**Extracted text**
####

Dan's is a lost cause
Cast: Varun Dhawan, Banita Sandhu, Geetanjali Rao
Directed by: Shoojit Sircar
You will like it if you liked: Guzarish and Barfi to some extent, but it's really nothing like anything else
I love Shoojit Sircar and his nuanced storytelling style. He always strikes a balance between the emotional and the practical, the rational and the irrational, something we all try to do on an everyday basis and ceremoniously fail. It's a tricky balance, it's trickery can only be matched by that dress that divided the Internet into two — black and blue or white and gold. It's an optical illusion, it's always an optical illusion.
In October, Shoojit deviates from his linear style of storytelling, and that makes me uncomfortable. Dan is an angry guy, we don't know why, we only get to see his outbursts. Like that kid in school who deliberately puts himself in trouble by being stubborn as a result of an emotional turmoil he is going through. He gets yelled at by his supervisor for innumerable goof ups, he's actually lagging behind in clearing his internship, and he back-answers, that's not always as cute as Sheldon Cooper. In school, he'd need the likes of Aamir Khan or more recently, Rani Mukerji. In October, Dan needs Shiuli. Or rather her absence.

####

**Given data**

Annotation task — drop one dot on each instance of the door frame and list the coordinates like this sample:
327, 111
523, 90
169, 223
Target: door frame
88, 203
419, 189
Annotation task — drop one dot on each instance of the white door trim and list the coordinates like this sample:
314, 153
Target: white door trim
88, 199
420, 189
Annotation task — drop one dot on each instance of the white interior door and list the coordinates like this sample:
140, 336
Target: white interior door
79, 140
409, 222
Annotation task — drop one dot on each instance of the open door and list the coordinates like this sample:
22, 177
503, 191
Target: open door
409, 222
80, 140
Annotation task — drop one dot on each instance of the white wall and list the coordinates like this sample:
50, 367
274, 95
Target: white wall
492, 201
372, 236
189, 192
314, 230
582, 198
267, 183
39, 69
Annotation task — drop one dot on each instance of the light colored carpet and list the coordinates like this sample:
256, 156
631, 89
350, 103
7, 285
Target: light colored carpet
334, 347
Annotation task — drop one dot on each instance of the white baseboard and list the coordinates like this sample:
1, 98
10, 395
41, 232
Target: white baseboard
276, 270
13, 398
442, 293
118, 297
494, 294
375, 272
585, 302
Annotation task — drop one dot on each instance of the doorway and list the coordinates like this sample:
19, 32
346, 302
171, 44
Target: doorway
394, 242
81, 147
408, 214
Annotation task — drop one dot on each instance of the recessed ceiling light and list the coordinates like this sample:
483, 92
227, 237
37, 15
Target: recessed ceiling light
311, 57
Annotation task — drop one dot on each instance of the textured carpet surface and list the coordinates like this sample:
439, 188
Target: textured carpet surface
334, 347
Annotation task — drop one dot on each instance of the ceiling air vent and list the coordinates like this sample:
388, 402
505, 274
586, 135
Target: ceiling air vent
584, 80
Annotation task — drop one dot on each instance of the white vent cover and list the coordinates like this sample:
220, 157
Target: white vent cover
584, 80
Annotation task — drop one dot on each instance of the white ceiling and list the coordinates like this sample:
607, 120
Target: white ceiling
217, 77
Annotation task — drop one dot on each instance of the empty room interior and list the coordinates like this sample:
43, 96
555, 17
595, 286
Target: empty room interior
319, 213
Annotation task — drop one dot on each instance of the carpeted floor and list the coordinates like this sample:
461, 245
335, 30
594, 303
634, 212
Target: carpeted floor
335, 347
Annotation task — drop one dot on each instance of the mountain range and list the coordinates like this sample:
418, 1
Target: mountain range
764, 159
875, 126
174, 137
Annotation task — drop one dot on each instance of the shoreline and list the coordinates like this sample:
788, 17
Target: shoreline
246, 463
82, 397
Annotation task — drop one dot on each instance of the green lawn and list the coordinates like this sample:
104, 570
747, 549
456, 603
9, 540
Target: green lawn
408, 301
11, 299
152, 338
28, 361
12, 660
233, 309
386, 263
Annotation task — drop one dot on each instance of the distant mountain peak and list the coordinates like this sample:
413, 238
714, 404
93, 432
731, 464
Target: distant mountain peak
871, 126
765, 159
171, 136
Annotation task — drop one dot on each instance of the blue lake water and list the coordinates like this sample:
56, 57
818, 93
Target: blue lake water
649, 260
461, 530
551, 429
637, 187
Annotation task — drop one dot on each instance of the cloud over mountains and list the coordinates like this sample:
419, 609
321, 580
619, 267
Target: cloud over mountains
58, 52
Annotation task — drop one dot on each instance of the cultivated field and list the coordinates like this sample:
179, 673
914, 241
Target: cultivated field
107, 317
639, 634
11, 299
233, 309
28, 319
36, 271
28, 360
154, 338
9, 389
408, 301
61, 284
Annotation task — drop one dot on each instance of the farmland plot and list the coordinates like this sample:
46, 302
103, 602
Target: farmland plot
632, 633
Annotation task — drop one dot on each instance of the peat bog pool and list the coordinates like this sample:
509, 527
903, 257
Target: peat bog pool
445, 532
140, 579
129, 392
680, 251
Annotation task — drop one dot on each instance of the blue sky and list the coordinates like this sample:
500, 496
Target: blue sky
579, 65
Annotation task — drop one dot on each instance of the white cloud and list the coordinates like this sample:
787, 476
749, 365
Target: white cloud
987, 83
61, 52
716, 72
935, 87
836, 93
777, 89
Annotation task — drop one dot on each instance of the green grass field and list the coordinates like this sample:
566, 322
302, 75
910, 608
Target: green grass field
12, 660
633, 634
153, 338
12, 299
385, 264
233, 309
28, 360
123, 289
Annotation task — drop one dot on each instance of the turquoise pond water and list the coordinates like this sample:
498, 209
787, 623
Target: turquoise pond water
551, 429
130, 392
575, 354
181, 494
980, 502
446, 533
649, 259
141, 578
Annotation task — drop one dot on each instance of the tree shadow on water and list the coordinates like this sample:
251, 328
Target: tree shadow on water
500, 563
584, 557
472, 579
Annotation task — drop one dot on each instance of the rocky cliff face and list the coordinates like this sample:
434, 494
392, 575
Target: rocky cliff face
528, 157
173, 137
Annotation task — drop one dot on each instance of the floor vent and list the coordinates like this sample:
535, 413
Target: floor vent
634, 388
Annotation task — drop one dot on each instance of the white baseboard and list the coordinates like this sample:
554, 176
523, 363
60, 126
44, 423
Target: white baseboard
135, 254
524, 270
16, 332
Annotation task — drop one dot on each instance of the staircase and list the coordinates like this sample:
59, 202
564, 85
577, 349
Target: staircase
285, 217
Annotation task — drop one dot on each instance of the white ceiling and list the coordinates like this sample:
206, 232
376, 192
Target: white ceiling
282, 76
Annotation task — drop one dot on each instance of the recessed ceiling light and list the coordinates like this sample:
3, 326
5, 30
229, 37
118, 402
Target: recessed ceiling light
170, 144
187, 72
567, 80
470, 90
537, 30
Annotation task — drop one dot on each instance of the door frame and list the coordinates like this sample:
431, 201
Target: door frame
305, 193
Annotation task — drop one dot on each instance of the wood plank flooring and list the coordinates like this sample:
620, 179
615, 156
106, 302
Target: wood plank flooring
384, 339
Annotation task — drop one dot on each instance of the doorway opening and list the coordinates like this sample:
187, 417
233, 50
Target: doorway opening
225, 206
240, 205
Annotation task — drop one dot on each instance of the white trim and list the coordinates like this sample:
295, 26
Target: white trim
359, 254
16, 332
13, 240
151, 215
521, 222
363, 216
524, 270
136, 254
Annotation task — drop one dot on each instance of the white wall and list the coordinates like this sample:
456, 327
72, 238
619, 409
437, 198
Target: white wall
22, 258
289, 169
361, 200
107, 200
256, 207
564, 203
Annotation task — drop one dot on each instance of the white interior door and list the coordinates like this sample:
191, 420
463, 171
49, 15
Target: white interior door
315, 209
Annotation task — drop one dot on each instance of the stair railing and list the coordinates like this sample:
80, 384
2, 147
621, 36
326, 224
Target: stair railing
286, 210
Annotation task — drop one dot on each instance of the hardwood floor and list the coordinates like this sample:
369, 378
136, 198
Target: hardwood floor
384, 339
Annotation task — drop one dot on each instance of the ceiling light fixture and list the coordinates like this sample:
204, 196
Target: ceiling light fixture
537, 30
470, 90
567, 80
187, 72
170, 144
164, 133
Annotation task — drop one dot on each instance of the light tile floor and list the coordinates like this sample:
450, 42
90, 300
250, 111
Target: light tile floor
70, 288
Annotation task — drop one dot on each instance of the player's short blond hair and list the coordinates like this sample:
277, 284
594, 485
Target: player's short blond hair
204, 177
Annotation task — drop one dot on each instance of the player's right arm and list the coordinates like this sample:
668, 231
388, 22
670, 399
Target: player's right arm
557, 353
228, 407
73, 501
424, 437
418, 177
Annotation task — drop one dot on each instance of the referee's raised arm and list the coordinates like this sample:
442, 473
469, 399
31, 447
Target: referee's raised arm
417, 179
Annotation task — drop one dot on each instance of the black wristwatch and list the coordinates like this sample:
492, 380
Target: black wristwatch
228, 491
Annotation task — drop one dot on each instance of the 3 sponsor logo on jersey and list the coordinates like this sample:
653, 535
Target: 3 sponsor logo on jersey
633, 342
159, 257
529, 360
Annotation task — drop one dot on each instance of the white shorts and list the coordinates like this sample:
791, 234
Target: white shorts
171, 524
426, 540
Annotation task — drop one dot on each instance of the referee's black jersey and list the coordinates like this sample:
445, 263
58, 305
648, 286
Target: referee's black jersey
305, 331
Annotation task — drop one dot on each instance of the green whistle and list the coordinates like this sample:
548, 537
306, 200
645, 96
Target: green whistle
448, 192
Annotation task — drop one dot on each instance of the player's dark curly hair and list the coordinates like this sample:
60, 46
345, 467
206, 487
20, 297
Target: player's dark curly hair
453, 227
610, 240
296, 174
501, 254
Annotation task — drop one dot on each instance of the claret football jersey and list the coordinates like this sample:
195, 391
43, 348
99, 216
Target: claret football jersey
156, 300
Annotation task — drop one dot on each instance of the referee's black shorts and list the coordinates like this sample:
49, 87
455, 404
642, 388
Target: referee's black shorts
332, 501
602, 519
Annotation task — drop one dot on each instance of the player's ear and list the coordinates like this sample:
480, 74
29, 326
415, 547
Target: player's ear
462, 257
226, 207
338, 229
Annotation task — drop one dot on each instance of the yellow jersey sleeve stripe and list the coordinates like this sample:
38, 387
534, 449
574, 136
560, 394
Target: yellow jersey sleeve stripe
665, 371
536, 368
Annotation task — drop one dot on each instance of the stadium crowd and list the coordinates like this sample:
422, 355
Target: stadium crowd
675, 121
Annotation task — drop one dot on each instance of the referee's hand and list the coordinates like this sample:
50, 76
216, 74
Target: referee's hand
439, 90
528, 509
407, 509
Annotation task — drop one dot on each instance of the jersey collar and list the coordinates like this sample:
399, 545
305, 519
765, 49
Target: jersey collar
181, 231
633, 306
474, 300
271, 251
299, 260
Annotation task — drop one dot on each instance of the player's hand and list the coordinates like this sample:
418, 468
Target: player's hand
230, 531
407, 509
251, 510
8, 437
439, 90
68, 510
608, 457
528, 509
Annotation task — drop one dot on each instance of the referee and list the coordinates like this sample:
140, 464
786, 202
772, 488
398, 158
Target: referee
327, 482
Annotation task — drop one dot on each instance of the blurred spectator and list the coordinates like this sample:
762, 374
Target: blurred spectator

####

**Required action**
Reproduce everything in the film review above from "Dan's is a lost" down to "an optical illusion.", word for word.

**Expected output**
Dan's is a lost cause
Cast: Varun Dhawan, Banita Sandhu, Geetanjali Rao
Directed by: Shoojit Sircar
You will like it if you liked: Guzarish and Barfi to some extent, but it's really nothing like anything else
I love Shoojit Sircar and his nuanced storytelling style. He always strikes a balance between the emotional and the practical, the rational and the irrational, something we all try to do on an everyday basis and ceremoniously fail. It's a tricky balance, it's trickery can only be matched by that dress that divided the Internet into two — black and blue or white and gold. It's an optical illusion, it's always an optical illusion.